• [Aim of the task]
List every requirement that the consent order places on TruHeight, according to the summary of the FTC's TruHeight settlement below.

• [Provided text]
****

RegImpact
ftcenforcement· Published 4/15/2026

TruHeight; Analysis of Proposed Consent Order To Aid Public Comment

The consent agreement in this matter settles alleged violations of Federal law prohibiting unfair or deceptive acts or practices. The attached Analysis of Proposed Consent Order to Aid Public Comment describes both the allegations in the complaint and the terms of the consent order--embodied in the consent agreement--that would settle these allegations.

What this rule actually says

The FTC settled a case against TruHeight (a health/growth app company) for making false claims about their product's effectiveness and misleading people about how their data would be used. The consent order requires them to have scientific evidence before claiming health benefits, get clear consent before collecting data, and stop deceptive marketing practices. This is enforcement action—the FTC is saying "here's what we caught, and here's what companies must do to avoid similar penalties."

Who it applies to

  • If you make health/medical claims (your AI medical scribe helps diagnose, your hiring tool "predicts job performance," your wellness chatbot "treats anxiety") — this applies to you, anywhere in the US
  • If you collect personal data without clear upfront consent — this applies to you (health data, employment records, behavioral data are all covered)

****

• [Supplied records]
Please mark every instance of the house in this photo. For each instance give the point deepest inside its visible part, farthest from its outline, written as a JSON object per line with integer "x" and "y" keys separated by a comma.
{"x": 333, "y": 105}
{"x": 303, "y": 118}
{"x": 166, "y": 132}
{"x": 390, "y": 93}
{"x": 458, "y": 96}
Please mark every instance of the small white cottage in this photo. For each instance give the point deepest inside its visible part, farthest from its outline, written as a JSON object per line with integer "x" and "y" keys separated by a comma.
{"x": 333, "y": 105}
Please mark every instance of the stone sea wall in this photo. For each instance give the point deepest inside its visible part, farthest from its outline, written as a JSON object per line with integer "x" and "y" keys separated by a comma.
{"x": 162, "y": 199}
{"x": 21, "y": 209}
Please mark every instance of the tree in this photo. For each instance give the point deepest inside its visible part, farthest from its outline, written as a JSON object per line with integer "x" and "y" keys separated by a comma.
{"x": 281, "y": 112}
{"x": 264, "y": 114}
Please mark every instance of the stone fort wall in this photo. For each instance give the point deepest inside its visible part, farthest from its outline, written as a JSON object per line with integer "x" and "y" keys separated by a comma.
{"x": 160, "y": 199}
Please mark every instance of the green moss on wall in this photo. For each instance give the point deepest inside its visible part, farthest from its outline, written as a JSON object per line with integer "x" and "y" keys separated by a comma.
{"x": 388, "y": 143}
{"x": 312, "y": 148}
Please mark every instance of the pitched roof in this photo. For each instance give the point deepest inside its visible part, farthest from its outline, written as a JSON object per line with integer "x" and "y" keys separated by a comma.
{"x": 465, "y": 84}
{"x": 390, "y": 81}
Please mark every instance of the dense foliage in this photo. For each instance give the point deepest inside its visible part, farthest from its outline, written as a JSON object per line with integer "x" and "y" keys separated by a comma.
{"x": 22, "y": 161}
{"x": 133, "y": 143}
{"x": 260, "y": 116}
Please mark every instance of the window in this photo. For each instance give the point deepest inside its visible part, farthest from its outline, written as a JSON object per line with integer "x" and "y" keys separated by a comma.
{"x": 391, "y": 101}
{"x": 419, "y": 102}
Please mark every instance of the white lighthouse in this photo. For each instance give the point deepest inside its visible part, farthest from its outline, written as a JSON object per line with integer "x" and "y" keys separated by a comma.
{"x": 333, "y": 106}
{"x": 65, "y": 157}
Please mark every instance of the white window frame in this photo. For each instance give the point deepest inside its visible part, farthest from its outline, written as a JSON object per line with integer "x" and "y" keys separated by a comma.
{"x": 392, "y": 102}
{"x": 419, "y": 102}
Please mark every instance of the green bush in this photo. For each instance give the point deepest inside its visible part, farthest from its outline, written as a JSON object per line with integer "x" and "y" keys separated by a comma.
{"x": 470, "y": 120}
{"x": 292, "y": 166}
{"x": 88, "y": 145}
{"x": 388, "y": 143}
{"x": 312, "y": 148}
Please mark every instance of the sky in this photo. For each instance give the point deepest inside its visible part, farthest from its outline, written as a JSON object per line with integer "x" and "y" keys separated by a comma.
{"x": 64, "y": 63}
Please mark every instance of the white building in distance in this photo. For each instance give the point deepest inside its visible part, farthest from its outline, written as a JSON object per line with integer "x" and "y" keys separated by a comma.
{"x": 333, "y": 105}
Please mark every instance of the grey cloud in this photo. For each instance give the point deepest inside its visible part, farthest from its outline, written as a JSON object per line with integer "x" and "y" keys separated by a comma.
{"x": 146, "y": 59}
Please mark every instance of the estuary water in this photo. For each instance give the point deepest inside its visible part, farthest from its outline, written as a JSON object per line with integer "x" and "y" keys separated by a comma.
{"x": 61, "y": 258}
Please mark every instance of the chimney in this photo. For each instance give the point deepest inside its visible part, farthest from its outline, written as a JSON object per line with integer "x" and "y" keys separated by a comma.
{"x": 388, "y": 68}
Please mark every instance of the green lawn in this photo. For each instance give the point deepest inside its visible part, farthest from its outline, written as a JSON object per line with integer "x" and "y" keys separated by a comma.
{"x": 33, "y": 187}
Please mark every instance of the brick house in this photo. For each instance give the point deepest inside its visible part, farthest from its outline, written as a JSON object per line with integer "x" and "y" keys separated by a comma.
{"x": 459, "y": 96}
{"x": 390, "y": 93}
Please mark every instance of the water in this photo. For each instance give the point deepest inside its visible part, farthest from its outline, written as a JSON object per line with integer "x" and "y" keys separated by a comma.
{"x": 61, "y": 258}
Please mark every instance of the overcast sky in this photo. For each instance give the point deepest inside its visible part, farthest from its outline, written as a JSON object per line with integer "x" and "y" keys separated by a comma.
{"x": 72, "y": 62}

****

• [Written solution]
- Have scientific evidence before claiming health benefits
- Get clear consent before collecting data
- Stop deceptive marketing practices